═════ Reading passage ═════

One family’s journey to their contaminated home







In 2013, Terry Hamilton, the scientist contracted by the DOE via Lawrence Livermore National Laboratory in California, published a Runit report that evaluates the integrity of the 358 cement panels that make up the dome’s cover. The report confirmed that radionuclides seep outside of the dome via the groundwater. Yet, Hamilton says, this doesn’t matter — the lagoon’s sediment is already more contaminated than what’s inside the dome.

The report was never translated into Marshallese or distributed to the local population. In a country where many people already feel like they have been treated as America’s guinea pigs, this contributes to further mistrust of the DOE.

Another scientist, Ken Buesseler, of the Massachusetts-based Woods Hole Oceanographic Institution, whose team studied the area in 2013, confirmed that the area around the dome is highly contaminated. “They didn’t get everything in the dome,” Buesseler said.

═════ Recorded information ═════

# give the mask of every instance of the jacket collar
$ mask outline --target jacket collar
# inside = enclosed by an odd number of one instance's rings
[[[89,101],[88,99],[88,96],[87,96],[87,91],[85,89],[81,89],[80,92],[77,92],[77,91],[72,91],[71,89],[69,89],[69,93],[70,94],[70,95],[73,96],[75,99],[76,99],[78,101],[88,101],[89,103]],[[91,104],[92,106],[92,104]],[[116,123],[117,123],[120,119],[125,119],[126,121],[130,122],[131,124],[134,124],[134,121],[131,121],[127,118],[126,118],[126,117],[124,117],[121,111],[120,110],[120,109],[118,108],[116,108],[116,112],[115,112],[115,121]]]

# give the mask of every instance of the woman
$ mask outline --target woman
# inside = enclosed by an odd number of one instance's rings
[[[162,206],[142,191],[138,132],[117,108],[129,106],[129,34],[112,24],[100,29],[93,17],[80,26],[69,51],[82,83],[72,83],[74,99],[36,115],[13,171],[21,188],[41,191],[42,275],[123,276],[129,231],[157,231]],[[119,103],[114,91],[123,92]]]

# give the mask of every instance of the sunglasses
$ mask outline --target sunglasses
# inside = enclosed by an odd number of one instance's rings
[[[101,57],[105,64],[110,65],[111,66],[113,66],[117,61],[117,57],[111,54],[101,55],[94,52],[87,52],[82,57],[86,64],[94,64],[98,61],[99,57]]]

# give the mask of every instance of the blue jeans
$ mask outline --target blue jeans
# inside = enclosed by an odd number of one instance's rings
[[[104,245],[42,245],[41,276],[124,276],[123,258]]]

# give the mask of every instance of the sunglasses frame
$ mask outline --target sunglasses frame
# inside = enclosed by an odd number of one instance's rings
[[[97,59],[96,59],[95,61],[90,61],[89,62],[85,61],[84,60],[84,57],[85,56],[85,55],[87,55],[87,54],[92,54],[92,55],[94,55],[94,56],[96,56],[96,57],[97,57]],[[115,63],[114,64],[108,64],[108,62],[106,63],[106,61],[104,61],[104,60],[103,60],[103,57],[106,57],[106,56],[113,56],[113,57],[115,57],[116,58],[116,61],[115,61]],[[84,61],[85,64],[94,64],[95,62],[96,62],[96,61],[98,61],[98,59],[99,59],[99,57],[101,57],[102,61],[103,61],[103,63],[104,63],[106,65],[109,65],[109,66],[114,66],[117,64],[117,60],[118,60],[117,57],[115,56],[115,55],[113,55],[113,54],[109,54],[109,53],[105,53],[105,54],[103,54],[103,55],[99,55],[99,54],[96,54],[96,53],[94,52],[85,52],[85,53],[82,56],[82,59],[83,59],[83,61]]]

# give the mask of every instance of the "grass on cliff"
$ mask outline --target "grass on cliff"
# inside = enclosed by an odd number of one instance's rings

═════

Tasks for this exercise
1. Say whether each statement agrees with the article about the Runit dome, answering yes or no and quoting the words from the article that settle it. (a) The 2013 report looked at 358 cement panels in the dome's cover. (b) The report was translated into Marshallese for local people. (c) Ken Buesseler's team studied the area in 2015.
2. Write the next few sentences of the article about the Runit dome, picking up after its last line.

Expected outputs
1.
(a) Yes: "evaluates the integrity of the 358 cement panels that make up the dome’s cover"
(b) No: "The report was never translated into Marshallese or distributed to the local population."
(c) No: "whose team studied the area in 2013"

2.
U.S. government reports and anecdotes from clean-up workers confirm that vast amounts of irradiated debris and soil were dumped and bulldozed into the lagoon directly: some of it concrete sealed, some not.

According to Buesseler’s findings, the area around Runit is the source of half of all plutonium contamination in Enewetak. Other high dosages are near various points where bombs detonated. Most of the lagoon’s seafloor is contaminated. Enewetak is the main source of plutonium in all of the Pacific.

Buesseler and his team collected sediment samples from 60 to 80 centimeters below the seafloor. But he suspects the contamination reaches even deeper. “Usually, you’d see contamination in the top 10 centimeters. Here you have no end in sight.”